═══ RECORD SET

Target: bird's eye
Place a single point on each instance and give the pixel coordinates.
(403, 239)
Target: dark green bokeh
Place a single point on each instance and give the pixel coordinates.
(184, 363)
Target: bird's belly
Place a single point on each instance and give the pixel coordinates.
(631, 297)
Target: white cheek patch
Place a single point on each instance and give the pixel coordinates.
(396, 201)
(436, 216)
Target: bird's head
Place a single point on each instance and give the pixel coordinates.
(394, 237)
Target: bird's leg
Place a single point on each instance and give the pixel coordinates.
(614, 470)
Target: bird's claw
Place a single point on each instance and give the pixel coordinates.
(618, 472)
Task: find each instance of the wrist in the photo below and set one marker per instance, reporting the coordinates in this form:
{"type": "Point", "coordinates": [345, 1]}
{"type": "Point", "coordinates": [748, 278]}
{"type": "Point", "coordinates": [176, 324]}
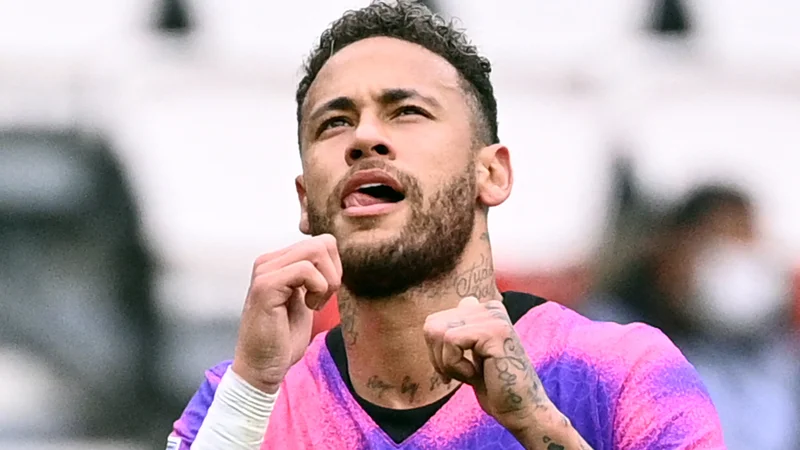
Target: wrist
{"type": "Point", "coordinates": [253, 378]}
{"type": "Point", "coordinates": [544, 426]}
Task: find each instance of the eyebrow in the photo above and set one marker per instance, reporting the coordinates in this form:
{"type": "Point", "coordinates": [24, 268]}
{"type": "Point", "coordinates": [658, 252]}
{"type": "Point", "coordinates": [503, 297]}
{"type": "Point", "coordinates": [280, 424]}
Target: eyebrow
{"type": "Point", "coordinates": [387, 97]}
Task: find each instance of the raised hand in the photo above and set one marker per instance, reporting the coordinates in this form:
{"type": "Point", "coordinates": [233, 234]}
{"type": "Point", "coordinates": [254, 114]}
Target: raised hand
{"type": "Point", "coordinates": [476, 344]}
{"type": "Point", "coordinates": [276, 322]}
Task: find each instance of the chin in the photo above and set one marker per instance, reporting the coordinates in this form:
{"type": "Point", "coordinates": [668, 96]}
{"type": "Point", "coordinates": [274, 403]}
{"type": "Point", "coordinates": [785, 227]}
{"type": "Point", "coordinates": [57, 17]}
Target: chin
{"type": "Point", "coordinates": [392, 221]}
{"type": "Point", "coordinates": [368, 237]}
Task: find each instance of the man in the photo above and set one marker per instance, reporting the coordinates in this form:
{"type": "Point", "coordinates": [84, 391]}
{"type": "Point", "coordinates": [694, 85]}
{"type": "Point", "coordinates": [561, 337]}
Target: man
{"type": "Point", "coordinates": [401, 163]}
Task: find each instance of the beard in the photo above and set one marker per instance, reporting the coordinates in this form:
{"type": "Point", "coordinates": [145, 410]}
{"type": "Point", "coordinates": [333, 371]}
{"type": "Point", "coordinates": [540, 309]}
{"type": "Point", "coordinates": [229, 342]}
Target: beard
{"type": "Point", "coordinates": [427, 248]}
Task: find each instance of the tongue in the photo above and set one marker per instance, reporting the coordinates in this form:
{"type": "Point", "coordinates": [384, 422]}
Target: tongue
{"type": "Point", "coordinates": [362, 199]}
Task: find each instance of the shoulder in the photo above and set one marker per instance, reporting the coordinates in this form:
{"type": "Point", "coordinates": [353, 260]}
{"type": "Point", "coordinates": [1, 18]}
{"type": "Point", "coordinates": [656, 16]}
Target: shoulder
{"type": "Point", "coordinates": [603, 344]}
{"type": "Point", "coordinates": [186, 427]}
{"type": "Point", "coordinates": [188, 424]}
{"type": "Point", "coordinates": [650, 395]}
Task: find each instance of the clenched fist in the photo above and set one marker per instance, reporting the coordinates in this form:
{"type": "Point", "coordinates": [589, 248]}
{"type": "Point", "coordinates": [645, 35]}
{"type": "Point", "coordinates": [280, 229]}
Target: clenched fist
{"type": "Point", "coordinates": [476, 344]}
{"type": "Point", "coordinates": [276, 323]}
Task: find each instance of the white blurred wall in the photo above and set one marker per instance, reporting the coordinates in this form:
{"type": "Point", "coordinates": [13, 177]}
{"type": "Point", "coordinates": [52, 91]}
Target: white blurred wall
{"type": "Point", "coordinates": [207, 129]}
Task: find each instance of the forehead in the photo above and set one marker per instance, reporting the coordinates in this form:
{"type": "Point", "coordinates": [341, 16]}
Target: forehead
{"type": "Point", "coordinates": [375, 64]}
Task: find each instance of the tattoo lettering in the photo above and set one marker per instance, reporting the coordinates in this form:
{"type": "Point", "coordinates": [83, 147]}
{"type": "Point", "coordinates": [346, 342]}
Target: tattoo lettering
{"type": "Point", "coordinates": [456, 324]}
{"type": "Point", "coordinates": [379, 385]}
{"type": "Point", "coordinates": [506, 367]}
{"type": "Point", "coordinates": [497, 312]}
{"type": "Point", "coordinates": [347, 317]}
{"type": "Point", "coordinates": [552, 445]}
{"type": "Point", "coordinates": [477, 280]}
{"type": "Point", "coordinates": [436, 382]}
{"type": "Point", "coordinates": [409, 388]}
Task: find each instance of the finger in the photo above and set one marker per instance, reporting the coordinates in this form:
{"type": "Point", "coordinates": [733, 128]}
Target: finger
{"type": "Point", "coordinates": [317, 251]}
{"type": "Point", "coordinates": [299, 274]}
{"type": "Point", "coordinates": [300, 316]}
{"type": "Point", "coordinates": [457, 363]}
{"type": "Point", "coordinates": [333, 251]}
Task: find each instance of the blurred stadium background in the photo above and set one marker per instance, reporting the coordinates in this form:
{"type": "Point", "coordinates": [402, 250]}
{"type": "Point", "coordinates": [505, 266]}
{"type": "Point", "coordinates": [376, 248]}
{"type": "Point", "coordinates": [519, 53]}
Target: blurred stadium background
{"type": "Point", "coordinates": [147, 153]}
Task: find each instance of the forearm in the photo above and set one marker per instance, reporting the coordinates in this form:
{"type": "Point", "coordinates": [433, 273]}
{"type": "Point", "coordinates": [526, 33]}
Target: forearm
{"type": "Point", "coordinates": [238, 417]}
{"type": "Point", "coordinates": [553, 431]}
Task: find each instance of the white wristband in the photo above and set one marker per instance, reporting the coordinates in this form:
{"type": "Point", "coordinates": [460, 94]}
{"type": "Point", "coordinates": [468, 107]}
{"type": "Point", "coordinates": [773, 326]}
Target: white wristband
{"type": "Point", "coordinates": [237, 418]}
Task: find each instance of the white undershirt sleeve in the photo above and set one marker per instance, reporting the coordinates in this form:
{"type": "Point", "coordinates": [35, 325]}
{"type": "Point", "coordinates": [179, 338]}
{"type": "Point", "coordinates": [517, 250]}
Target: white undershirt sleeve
{"type": "Point", "coordinates": [237, 418]}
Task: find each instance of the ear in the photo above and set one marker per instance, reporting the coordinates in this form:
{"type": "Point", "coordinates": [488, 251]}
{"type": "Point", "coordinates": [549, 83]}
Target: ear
{"type": "Point", "coordinates": [494, 175]}
{"type": "Point", "coordinates": [299, 185]}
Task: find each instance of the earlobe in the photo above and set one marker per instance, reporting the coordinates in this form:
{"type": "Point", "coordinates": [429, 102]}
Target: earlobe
{"type": "Point", "coordinates": [299, 185]}
{"type": "Point", "coordinates": [495, 176]}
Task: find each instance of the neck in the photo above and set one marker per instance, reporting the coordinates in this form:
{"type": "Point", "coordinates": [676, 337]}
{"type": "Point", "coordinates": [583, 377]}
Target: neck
{"type": "Point", "coordinates": [386, 350]}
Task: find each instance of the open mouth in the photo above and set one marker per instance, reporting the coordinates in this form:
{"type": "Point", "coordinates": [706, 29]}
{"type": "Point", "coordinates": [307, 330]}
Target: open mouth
{"type": "Point", "coordinates": [372, 194]}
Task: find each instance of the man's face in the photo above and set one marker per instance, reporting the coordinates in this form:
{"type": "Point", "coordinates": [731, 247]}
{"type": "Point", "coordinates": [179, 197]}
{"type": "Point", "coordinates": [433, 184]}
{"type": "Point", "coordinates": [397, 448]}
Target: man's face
{"type": "Point", "coordinates": [388, 165]}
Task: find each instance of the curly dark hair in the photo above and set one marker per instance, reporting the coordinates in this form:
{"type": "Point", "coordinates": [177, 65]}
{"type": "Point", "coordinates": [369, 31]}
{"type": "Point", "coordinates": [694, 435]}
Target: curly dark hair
{"type": "Point", "coordinates": [415, 23]}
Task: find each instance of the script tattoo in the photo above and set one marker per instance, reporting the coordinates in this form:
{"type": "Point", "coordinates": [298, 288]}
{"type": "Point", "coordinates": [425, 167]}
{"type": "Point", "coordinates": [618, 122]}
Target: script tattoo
{"type": "Point", "coordinates": [347, 317]}
{"type": "Point", "coordinates": [379, 385]}
{"type": "Point", "coordinates": [407, 387]}
{"type": "Point", "coordinates": [509, 368]}
{"type": "Point", "coordinates": [517, 375]}
{"type": "Point", "coordinates": [477, 280]}
{"type": "Point", "coordinates": [436, 382]}
{"type": "Point", "coordinates": [552, 445]}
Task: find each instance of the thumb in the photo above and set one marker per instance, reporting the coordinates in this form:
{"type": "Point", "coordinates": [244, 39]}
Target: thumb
{"type": "Point", "coordinates": [469, 301]}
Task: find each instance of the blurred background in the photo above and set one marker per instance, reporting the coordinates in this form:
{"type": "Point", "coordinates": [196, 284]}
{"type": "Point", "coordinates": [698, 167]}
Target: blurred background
{"type": "Point", "coordinates": [147, 156]}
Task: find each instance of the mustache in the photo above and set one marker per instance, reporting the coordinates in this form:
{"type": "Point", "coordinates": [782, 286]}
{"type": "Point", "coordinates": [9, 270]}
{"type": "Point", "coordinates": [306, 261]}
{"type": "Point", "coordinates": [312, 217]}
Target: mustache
{"type": "Point", "coordinates": [409, 183]}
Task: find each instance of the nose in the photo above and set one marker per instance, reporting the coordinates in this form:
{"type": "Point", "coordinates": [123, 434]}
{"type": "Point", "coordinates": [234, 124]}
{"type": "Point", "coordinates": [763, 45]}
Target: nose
{"type": "Point", "coordinates": [369, 140]}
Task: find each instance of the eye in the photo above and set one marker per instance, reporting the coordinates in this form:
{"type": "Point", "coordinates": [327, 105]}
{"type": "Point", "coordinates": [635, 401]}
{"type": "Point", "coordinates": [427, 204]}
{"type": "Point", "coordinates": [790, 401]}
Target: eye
{"type": "Point", "coordinates": [333, 122]}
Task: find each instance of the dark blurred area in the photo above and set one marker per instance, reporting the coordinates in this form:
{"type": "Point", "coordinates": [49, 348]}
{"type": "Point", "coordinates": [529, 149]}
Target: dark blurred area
{"type": "Point", "coordinates": [147, 156]}
{"type": "Point", "coordinates": [700, 272]}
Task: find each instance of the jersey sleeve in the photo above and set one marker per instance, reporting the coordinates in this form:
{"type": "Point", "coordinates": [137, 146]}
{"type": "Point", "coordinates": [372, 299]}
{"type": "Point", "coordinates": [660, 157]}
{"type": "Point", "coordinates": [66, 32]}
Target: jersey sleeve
{"type": "Point", "coordinates": [185, 429]}
{"type": "Point", "coordinates": [663, 404]}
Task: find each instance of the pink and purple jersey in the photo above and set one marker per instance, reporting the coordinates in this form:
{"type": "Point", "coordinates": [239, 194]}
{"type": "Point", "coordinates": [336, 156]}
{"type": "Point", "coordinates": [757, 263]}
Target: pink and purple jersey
{"type": "Point", "coordinates": [622, 387]}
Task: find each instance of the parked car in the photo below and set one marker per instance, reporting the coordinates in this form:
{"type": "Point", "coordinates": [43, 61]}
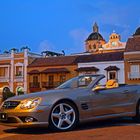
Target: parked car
{"type": "Point", "coordinates": [80, 99]}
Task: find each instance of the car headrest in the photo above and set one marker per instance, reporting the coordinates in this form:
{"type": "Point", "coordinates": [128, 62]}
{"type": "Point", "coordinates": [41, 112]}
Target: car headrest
{"type": "Point", "coordinates": [111, 84]}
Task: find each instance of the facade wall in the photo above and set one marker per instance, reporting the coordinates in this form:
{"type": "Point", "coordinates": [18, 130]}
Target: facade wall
{"type": "Point", "coordinates": [132, 58]}
{"type": "Point", "coordinates": [44, 78]}
{"type": "Point", "coordinates": [102, 65]}
{"type": "Point", "coordinates": [15, 76]}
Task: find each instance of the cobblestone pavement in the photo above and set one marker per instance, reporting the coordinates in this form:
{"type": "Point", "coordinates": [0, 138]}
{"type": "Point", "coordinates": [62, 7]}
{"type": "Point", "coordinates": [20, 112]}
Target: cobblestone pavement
{"type": "Point", "coordinates": [121, 129]}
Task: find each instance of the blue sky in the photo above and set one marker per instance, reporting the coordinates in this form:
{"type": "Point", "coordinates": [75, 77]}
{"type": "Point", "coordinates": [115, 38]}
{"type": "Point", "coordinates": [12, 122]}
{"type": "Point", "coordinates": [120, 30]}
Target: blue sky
{"type": "Point", "coordinates": [63, 24]}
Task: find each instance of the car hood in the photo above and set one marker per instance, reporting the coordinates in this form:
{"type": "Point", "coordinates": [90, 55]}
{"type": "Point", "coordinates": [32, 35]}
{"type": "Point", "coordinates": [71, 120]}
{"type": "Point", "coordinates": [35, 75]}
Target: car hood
{"type": "Point", "coordinates": [48, 93]}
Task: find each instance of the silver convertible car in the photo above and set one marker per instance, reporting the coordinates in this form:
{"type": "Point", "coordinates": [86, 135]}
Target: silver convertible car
{"type": "Point", "coordinates": [80, 99]}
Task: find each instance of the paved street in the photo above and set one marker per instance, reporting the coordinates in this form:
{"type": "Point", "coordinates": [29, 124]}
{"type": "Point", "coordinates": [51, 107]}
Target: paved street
{"type": "Point", "coordinates": [124, 129]}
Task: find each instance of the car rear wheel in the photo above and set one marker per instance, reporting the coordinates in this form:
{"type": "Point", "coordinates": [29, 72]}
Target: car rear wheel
{"type": "Point", "coordinates": [137, 117]}
{"type": "Point", "coordinates": [64, 116]}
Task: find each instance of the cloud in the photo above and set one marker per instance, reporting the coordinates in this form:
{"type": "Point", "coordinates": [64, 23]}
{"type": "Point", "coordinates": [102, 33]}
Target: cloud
{"type": "Point", "coordinates": [46, 45]}
{"type": "Point", "coordinates": [78, 36]}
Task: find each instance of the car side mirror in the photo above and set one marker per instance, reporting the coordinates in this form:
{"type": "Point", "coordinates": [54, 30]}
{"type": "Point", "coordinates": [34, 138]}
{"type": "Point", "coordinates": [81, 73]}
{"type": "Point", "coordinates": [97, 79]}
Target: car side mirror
{"type": "Point", "coordinates": [98, 88]}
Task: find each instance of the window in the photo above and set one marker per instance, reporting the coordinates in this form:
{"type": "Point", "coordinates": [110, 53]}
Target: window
{"type": "Point", "coordinates": [35, 79]}
{"type": "Point", "coordinates": [19, 71]}
{"type": "Point", "coordinates": [112, 75]}
{"type": "Point", "coordinates": [135, 68]}
{"type": "Point", "coordinates": [134, 71]}
{"type": "Point", "coordinates": [3, 72]}
{"type": "Point", "coordinates": [62, 78]}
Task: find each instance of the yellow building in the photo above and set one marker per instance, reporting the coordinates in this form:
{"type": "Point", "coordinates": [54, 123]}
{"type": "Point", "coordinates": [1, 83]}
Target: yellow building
{"type": "Point", "coordinates": [48, 73]}
{"type": "Point", "coordinates": [13, 70]}
{"type": "Point", "coordinates": [114, 43]}
{"type": "Point", "coordinates": [132, 59]}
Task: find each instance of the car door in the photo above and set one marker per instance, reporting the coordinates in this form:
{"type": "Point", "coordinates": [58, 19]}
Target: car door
{"type": "Point", "coordinates": [110, 101]}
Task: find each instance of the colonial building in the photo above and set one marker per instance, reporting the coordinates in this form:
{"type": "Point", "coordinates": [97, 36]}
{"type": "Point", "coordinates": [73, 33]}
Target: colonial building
{"type": "Point", "coordinates": [13, 70]}
{"type": "Point", "coordinates": [94, 41]}
{"type": "Point", "coordinates": [114, 43]}
{"type": "Point", "coordinates": [110, 64]}
{"type": "Point", "coordinates": [132, 59]}
{"type": "Point", "coordinates": [48, 73]}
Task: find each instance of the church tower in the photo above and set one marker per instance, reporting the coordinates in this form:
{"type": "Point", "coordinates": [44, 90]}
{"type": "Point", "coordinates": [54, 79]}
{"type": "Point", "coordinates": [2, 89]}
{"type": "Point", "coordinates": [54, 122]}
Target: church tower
{"type": "Point", "coordinates": [95, 28]}
{"type": "Point", "coordinates": [94, 41]}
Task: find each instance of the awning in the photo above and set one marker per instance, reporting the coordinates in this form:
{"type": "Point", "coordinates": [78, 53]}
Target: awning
{"type": "Point", "coordinates": [55, 70]}
{"type": "Point", "coordinates": [4, 63]}
{"type": "Point", "coordinates": [87, 69]}
{"type": "Point", "coordinates": [109, 68]}
{"type": "Point", "coordinates": [34, 72]}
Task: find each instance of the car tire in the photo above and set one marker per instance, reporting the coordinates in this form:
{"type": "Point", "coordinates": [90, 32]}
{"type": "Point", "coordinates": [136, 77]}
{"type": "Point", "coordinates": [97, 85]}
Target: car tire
{"type": "Point", "coordinates": [137, 117]}
{"type": "Point", "coordinates": [64, 116]}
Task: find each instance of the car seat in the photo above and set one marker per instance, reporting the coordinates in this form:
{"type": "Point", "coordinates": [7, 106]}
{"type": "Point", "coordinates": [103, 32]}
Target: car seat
{"type": "Point", "coordinates": [112, 84]}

══════

→ **EXERCISE INSTRUCTIONS**:
Count the lines of the material above that contain "bird"; your reply is that number and no more.

→ **RESPONSE**:
5